▸ **Exercise instructions**: Please locate every line in the listing below that contains the word "reference" and copy each of those lines.

▸ **Given records**:
────
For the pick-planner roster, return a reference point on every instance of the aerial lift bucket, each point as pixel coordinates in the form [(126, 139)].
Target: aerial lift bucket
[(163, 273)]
────
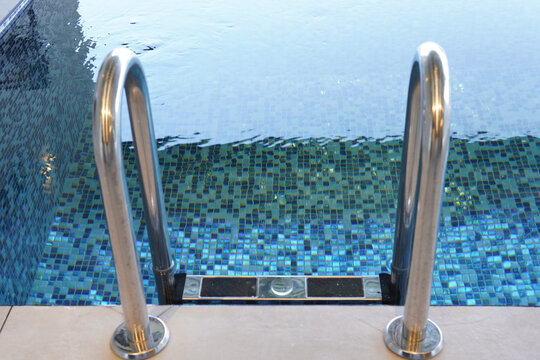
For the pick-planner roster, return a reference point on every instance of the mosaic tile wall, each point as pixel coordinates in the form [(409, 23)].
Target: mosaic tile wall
────
▸ **Output of the exercise**:
For the pick-planner roster, return a reference point on every instance of the aerial lift bucket, each point as pixel coordinates in the form [(126, 139)].
For the pick-planner roster, return a reference point on every instance of the mosaic tile wall, each point as pixel coordinates in the form [(409, 23)].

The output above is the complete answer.